**TRY IT**
Which lines of the data below hold "player"? Copy each of them.

**ENTRIES SUPPLIED**
Segment Open

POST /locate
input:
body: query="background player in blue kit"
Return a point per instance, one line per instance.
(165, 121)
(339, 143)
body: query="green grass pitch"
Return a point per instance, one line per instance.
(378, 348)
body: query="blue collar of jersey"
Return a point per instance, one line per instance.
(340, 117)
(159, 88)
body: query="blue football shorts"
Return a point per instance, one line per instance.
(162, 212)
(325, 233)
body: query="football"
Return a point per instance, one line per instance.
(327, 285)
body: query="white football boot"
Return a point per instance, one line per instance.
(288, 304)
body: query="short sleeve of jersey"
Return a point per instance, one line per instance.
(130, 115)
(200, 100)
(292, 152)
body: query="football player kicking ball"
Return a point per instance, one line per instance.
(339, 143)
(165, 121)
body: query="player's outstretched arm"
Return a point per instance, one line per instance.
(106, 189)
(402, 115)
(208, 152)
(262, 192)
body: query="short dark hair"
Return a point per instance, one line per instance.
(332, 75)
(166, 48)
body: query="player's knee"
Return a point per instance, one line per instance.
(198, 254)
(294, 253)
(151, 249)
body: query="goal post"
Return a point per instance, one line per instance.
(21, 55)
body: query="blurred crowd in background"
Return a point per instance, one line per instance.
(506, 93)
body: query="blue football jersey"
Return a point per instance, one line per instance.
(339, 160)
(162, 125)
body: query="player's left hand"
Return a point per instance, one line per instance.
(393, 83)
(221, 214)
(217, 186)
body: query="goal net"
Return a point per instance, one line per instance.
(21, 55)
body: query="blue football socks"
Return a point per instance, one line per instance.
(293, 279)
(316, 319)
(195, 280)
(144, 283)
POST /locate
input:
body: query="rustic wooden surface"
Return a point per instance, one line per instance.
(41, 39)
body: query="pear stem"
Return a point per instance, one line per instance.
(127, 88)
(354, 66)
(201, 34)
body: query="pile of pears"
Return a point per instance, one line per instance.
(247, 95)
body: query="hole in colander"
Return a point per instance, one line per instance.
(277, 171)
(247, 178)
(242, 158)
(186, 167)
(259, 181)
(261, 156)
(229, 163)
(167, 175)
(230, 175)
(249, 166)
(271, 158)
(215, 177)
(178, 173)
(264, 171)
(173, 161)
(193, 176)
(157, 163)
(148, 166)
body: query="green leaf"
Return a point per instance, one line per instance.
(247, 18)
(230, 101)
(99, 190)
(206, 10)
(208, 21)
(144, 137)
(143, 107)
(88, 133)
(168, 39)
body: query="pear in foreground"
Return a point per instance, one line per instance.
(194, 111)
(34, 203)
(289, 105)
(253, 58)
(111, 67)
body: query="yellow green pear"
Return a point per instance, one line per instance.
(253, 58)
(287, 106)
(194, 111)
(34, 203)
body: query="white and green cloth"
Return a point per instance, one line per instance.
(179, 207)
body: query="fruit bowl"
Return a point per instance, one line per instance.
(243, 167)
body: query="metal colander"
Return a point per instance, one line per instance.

Segment Closed

**SOLUTION FOR THIS PROBLEM**
body: query="background player in blue kit"
body: query="football player kicking ball"
body: query="player's outstretched arm"
body: query="player's knee"
body: query="player's left hand"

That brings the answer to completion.